Dat betekent voor een organisatie dat alle medewerkers, van hoog tot laag, minimaal enige scholing op het gebied van conflictvaardigheid nodig hebben.[6] Ze moeten op de hoogte zijn van de wijze waarop conflicten escaleren, omgaan met emoties van zichzelf en van anderen en enige onderhandelingskennis hebben. Dat voorkomt ook conflictverzuim en stress en draagt bij aan het gelukkiger zijn van iedereen die in de organisatie werkzaam is.
Leidinggevenden moeten daarnaast beschikken over conflictcoachingsvaardigheden om te voorkomen dat conflicten in de winstfase doorslaan naar de strijd- en verliesfase. Ook zijn deze kwaliteiten nodig om hun medewerkers te helpen verder te ontwikkelen.
Uiteindelijk ontstaat een conflictvriendelijke organisatie[7], waarbij conflicten benut worden als leermomenten en bijdragen aan het innovatievermogen en de continuïteit van de organisatie.

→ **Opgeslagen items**
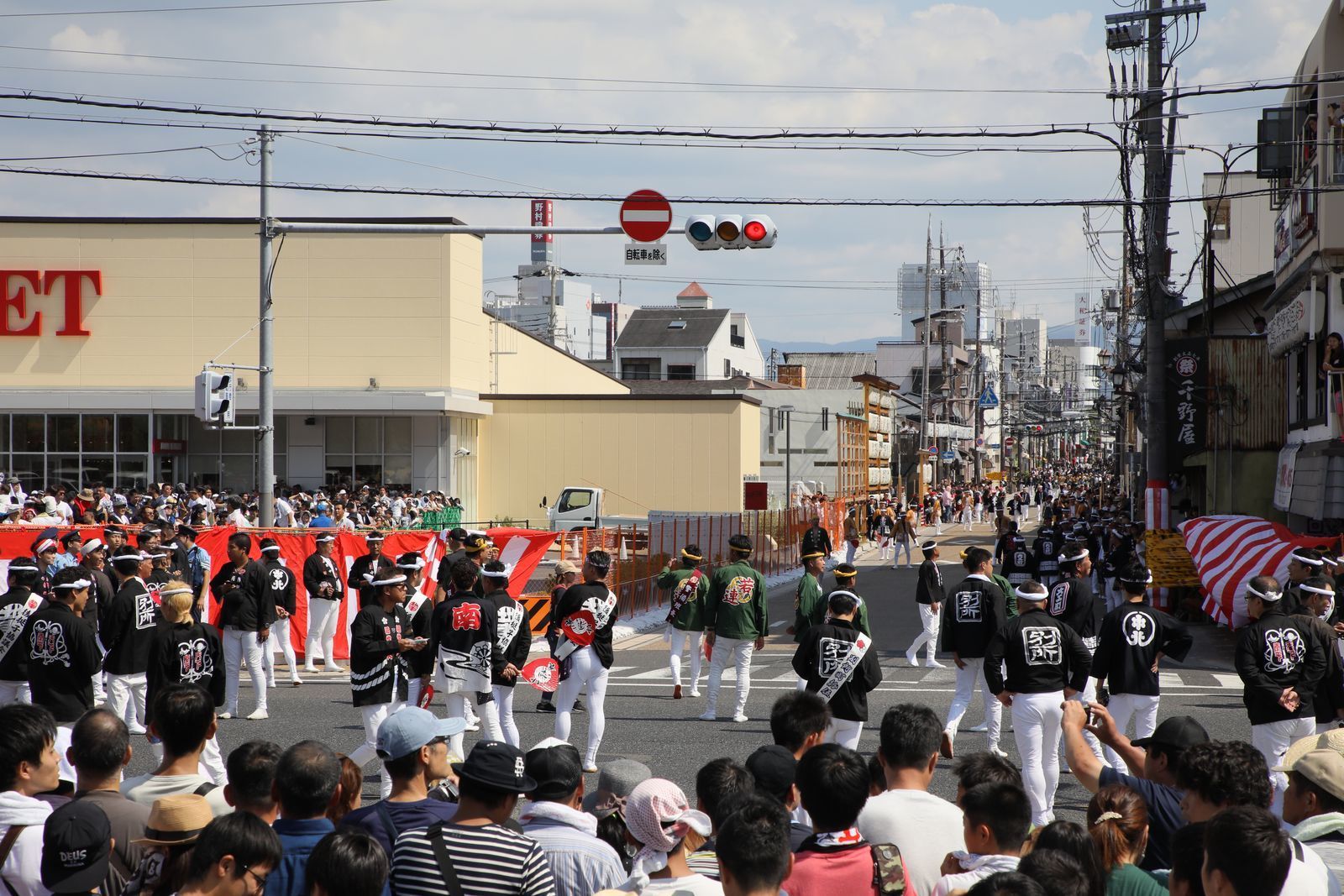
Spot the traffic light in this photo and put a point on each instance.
(730, 231)
(215, 398)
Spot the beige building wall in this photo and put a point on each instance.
(648, 453)
(178, 295)
(528, 365)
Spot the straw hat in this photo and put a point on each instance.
(1332, 739)
(176, 820)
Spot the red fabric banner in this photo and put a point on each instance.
(522, 548)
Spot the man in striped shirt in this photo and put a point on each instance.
(475, 848)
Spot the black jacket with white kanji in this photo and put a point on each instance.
(929, 589)
(1131, 638)
(319, 570)
(1019, 564)
(17, 605)
(600, 600)
(1273, 653)
(974, 611)
(1072, 600)
(242, 602)
(1041, 652)
(363, 566)
(378, 668)
(463, 636)
(186, 653)
(62, 660)
(280, 586)
(1047, 553)
(512, 637)
(131, 629)
(823, 647)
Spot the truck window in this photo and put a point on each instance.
(575, 500)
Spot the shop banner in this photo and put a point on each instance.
(521, 548)
(1187, 399)
(1284, 476)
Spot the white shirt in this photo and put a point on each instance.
(980, 868)
(284, 513)
(922, 826)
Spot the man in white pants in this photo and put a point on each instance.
(929, 600)
(1281, 664)
(246, 613)
(974, 611)
(280, 591)
(1047, 664)
(736, 624)
(833, 660)
(128, 636)
(380, 676)
(687, 587)
(18, 604)
(586, 607)
(1133, 640)
(326, 593)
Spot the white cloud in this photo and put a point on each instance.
(976, 46)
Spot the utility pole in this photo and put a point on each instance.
(924, 390)
(266, 405)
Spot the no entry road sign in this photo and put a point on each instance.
(645, 217)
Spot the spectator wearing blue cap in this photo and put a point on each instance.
(413, 745)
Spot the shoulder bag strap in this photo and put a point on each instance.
(6, 848)
(445, 862)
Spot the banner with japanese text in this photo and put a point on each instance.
(522, 548)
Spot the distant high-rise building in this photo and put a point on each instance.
(961, 284)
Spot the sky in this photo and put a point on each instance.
(759, 67)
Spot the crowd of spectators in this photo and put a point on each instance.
(797, 815)
(339, 506)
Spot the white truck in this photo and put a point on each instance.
(581, 506)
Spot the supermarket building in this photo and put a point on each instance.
(387, 369)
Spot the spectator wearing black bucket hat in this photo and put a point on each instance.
(475, 851)
(76, 848)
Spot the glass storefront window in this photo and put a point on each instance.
(369, 436)
(340, 436)
(98, 469)
(396, 436)
(98, 432)
(62, 432)
(31, 470)
(30, 432)
(64, 469)
(396, 470)
(132, 470)
(134, 432)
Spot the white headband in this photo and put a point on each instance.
(1268, 597)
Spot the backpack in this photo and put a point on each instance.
(889, 869)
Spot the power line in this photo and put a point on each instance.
(749, 86)
(215, 8)
(613, 197)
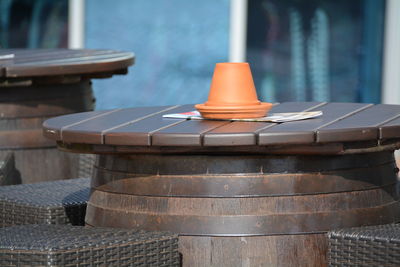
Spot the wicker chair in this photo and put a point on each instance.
(365, 246)
(55, 202)
(66, 245)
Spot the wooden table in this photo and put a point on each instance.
(240, 193)
(38, 84)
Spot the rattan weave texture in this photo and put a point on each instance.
(66, 245)
(55, 202)
(365, 246)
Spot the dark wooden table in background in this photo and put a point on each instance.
(38, 84)
(240, 193)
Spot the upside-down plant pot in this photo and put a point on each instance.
(233, 94)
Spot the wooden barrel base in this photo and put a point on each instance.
(23, 110)
(279, 250)
(248, 210)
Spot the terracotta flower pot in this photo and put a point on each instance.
(233, 94)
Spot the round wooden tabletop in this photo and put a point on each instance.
(343, 128)
(31, 63)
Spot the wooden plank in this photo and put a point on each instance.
(91, 131)
(361, 126)
(303, 132)
(52, 127)
(187, 133)
(245, 133)
(139, 133)
(66, 62)
(390, 130)
(54, 54)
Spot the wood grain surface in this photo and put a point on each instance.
(52, 62)
(340, 122)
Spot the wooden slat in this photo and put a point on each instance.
(187, 133)
(244, 133)
(390, 130)
(47, 55)
(360, 126)
(91, 131)
(303, 132)
(31, 63)
(52, 127)
(139, 133)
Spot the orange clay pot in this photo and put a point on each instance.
(233, 94)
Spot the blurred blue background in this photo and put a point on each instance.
(314, 50)
(176, 43)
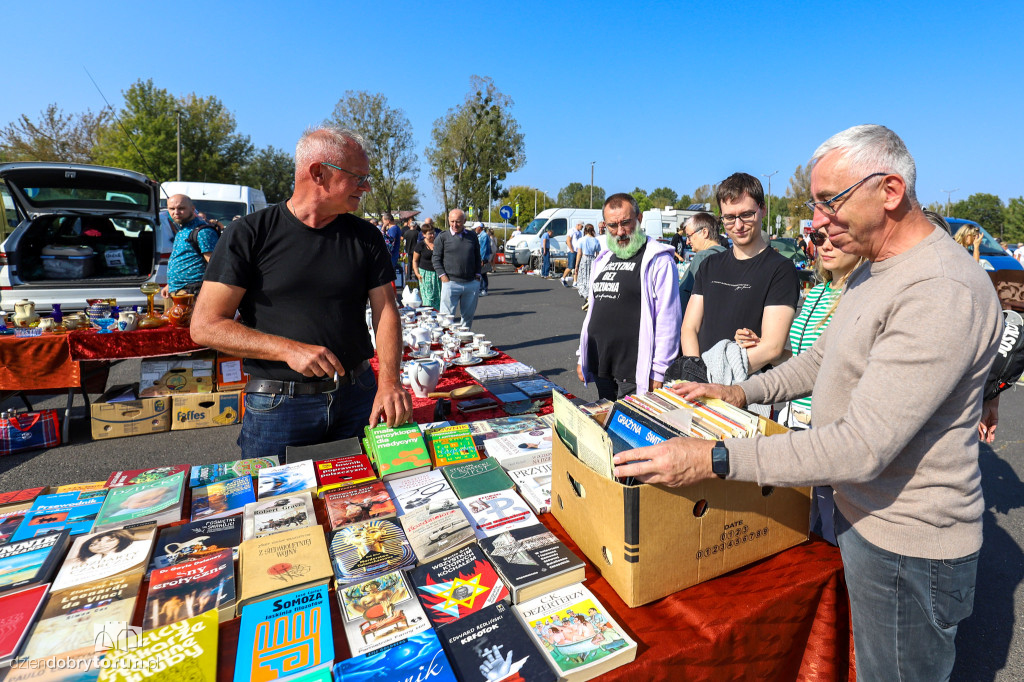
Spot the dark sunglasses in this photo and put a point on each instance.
(817, 239)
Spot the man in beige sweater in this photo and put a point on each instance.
(897, 381)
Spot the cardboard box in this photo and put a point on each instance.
(125, 418)
(200, 411)
(178, 374)
(651, 541)
(230, 377)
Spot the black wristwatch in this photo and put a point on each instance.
(720, 460)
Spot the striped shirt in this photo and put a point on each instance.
(808, 327)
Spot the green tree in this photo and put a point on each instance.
(211, 150)
(389, 136)
(473, 143)
(577, 195)
(984, 209)
(271, 170)
(54, 136)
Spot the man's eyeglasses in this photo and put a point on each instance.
(745, 217)
(364, 179)
(828, 207)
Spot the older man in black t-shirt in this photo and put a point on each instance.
(300, 274)
(749, 292)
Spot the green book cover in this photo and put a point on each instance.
(160, 500)
(472, 478)
(183, 650)
(452, 444)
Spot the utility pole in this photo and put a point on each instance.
(948, 195)
(592, 183)
(768, 215)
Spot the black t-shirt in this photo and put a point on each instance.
(736, 292)
(303, 284)
(614, 318)
(426, 256)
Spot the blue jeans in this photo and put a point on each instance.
(463, 294)
(904, 609)
(273, 422)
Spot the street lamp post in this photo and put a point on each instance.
(768, 216)
(948, 195)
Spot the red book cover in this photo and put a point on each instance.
(19, 609)
(119, 478)
(358, 503)
(343, 471)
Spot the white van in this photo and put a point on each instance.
(220, 202)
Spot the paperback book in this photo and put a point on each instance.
(491, 644)
(434, 535)
(105, 554)
(493, 513)
(287, 479)
(284, 512)
(119, 478)
(159, 501)
(19, 608)
(186, 590)
(287, 636)
(367, 550)
(457, 585)
(452, 444)
(74, 511)
(178, 544)
(477, 477)
(428, 488)
(577, 634)
(204, 474)
(285, 561)
(225, 498)
(380, 611)
(28, 562)
(418, 656)
(183, 650)
(353, 504)
(343, 471)
(532, 561)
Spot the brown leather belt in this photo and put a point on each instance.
(274, 387)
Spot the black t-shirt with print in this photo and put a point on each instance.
(736, 292)
(614, 318)
(303, 284)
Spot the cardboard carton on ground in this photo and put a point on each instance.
(651, 541)
(230, 377)
(125, 418)
(199, 411)
(176, 375)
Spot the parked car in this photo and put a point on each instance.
(82, 231)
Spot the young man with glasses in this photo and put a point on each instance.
(748, 287)
(897, 380)
(300, 273)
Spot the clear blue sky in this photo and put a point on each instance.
(657, 93)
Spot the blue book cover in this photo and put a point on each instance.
(418, 657)
(285, 636)
(75, 511)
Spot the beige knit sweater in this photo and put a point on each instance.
(897, 381)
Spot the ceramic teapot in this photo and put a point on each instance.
(25, 313)
(424, 375)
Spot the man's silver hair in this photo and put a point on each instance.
(873, 148)
(326, 142)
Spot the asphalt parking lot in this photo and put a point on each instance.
(538, 322)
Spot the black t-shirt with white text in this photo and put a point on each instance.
(303, 284)
(736, 292)
(614, 318)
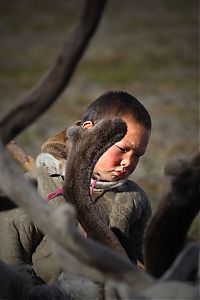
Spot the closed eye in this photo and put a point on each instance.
(121, 149)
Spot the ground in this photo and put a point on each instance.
(148, 48)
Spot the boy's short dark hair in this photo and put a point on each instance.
(117, 104)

→ **Takenlijst**
(A) Over welke vaardigheden moeten leidinggevenden daarnaast beschikken volgens de tekst over conflictvaardigheid?
(B) Neem uit de tekst over conflictvaardigheid letterlijk het stuk over van "Uiteindelijk ontstaat een" tot en met "van de organisatie.".
(C) Ga verder met de tekst over conflictvaardigheid in organisaties en schrijf door na de laatste zin.
De lijst speelt hierbij geen enkele rol.

→ **De antwoorden**
(A) Over conflictcoachingsvaardigheden.

(B)
Uiteindelijk ontstaat een conflictvriendelijke organisatie[7], waarbij conflicten benut worden als leermomenten en bijdragen aan het innovatievermogen en de continuïteit van de organisatie.

(C)
3. systematische aanpak

Vooral in grote en meer bureaucratische organisaties is het van belang om een adequaat integraal conflictmanagementsysteem (ICMS) te realiseren[8]. De Merlijn Groep is actief in organisaties waar zowel interne als externe coaches, vertrouwenspersonen, klachtenfunctionarissen of -commissies, bedrijfsmaatschappelijk werk en andere hulppersonen ter beschikking staan. Vaak is het overzicht zoek, welke professional bij welke vraag ingezet kan worden voor het beste resultaat.  Pas als daar een duidelijk overzicht van is, dan kunnen we  spreken van een ICMS, een integraal conflict management systeem.
Het effect van een dergelijk systeem moet met name gezocht worden in het realiseren van een cultuur waarin managers en medewerkers in staat zijn, al dan niet met hulp van derden, om hun verschillen van inzicht constructief te adresseren, zowel binnen de organisatie (denk daarbij bijvoorbeeld aan medewerkers, teams, medezeggenschap, RvB en RvC) als met betrokkenen buiten de organisatie (denk daarbij bijvoorbeeld aan business partners, klanten, overheid, lokale belangen verenigingen, vakbonden, toezichthouders en andere externe betrokkenen)[9].
Met de realisatie van een dergelijke cultuur kun je spreken van een conflictbestendige organisatie. Een conflictmanagementsysteem is, als het goed is, de maatwerk-resultante van de organisatorische waardering van het conflict.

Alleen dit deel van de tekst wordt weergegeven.